# Problem:
Copy exactly, please, the lines of the data from its start through the line containing "358L533 427H640V370L575 366L552".

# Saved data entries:
━━━━━━━━━━━━━━━━━━━━━━━━━━━━━━

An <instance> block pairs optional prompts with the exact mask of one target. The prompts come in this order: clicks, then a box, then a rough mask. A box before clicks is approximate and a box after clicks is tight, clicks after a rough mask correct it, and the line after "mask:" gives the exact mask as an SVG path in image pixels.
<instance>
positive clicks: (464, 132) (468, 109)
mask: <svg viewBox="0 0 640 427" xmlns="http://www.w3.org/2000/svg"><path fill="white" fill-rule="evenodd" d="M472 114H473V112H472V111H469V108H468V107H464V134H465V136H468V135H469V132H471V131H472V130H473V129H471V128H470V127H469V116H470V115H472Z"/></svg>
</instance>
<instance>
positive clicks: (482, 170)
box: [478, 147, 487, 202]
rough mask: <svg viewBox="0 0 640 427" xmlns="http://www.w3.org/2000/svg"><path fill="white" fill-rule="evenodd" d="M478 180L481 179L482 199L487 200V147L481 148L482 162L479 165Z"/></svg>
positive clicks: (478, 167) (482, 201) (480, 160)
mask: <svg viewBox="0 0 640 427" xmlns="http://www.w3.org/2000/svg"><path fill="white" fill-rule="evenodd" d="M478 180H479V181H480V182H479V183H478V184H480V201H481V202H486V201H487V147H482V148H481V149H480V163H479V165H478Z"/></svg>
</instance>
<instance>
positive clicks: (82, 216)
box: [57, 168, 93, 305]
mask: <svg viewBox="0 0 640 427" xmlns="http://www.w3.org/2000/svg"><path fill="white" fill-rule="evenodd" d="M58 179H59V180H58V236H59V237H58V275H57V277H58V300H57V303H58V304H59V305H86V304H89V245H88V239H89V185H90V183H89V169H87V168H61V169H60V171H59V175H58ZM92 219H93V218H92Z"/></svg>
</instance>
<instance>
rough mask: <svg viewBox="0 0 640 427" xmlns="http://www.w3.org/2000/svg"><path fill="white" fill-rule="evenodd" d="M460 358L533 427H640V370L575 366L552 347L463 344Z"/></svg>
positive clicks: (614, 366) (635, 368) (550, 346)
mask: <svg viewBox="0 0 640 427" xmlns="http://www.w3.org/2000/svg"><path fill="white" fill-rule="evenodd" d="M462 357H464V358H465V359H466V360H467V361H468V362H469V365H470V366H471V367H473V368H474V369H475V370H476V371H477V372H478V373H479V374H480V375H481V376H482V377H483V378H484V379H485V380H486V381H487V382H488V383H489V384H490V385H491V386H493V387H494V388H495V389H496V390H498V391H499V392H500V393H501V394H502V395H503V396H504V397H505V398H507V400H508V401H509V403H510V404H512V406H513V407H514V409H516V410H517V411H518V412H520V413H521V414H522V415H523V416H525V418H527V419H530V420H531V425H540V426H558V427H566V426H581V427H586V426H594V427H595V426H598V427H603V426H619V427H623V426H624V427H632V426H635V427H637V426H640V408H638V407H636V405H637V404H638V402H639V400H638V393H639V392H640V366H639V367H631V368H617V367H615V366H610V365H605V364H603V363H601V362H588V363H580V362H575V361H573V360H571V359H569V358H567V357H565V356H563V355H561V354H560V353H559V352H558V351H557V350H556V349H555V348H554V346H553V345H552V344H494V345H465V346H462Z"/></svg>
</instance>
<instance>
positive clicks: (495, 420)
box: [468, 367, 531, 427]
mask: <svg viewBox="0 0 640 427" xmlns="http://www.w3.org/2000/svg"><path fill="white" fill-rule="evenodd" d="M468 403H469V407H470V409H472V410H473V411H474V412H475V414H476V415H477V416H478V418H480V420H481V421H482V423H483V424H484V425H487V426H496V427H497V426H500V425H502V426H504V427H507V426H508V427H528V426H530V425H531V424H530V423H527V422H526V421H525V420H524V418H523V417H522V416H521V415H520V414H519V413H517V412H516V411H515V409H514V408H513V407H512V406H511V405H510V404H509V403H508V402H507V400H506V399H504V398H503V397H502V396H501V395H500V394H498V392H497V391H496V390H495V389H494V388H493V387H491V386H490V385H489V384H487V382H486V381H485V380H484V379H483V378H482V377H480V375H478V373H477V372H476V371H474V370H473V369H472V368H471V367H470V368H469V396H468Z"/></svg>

━━━━━━━━━━━━━━━━━━━━━━━━━━━━━━

# Result of this task:
An <instance> block pairs optional prompts with the exact mask of one target. The prompts come in this order: clicks, then a box, then a rough mask. A box before clicks is approximate and a box after clicks is tight, clicks after a rough mask correct it, and the line after "mask:" gives the exact mask as an SVG path in image pixels.
<instance>
positive clicks: (464, 132) (468, 109)
mask: <svg viewBox="0 0 640 427" xmlns="http://www.w3.org/2000/svg"><path fill="white" fill-rule="evenodd" d="M472 114H473V112H472V111H469V108H468V107H464V134H465V136H468V135H469V132H471V131H472V130H473V129H471V128H470V127H469V116H470V115H472Z"/></svg>
</instance>
<instance>
positive clicks: (482, 170)
box: [478, 147, 487, 202]
rough mask: <svg viewBox="0 0 640 427" xmlns="http://www.w3.org/2000/svg"><path fill="white" fill-rule="evenodd" d="M478 180L481 179L482 199L487 200V147L481 148L482 162L479 165Z"/></svg>
positive clicks: (478, 167) (482, 201) (480, 160)
mask: <svg viewBox="0 0 640 427" xmlns="http://www.w3.org/2000/svg"><path fill="white" fill-rule="evenodd" d="M478 180H479V181H480V182H479V183H478V184H480V201H481V202H486V201H487V147H482V148H481V149H480V163H479V165H478Z"/></svg>
</instance>
<instance>
positive clicks: (82, 216)
box: [57, 168, 93, 305]
mask: <svg viewBox="0 0 640 427" xmlns="http://www.w3.org/2000/svg"><path fill="white" fill-rule="evenodd" d="M58 179H59V180H58V236H59V237H58V275H57V277H58V300H57V303H58V304H59V305H86V304H89V245H88V239H89V185H90V183H89V169H87V168H61V169H60V171H59V175H58ZM92 219H93V218H92Z"/></svg>
</instance>
<instance>
rough mask: <svg viewBox="0 0 640 427" xmlns="http://www.w3.org/2000/svg"><path fill="white" fill-rule="evenodd" d="M460 358L533 427H640V370L575 366L552 347L463 344Z"/></svg>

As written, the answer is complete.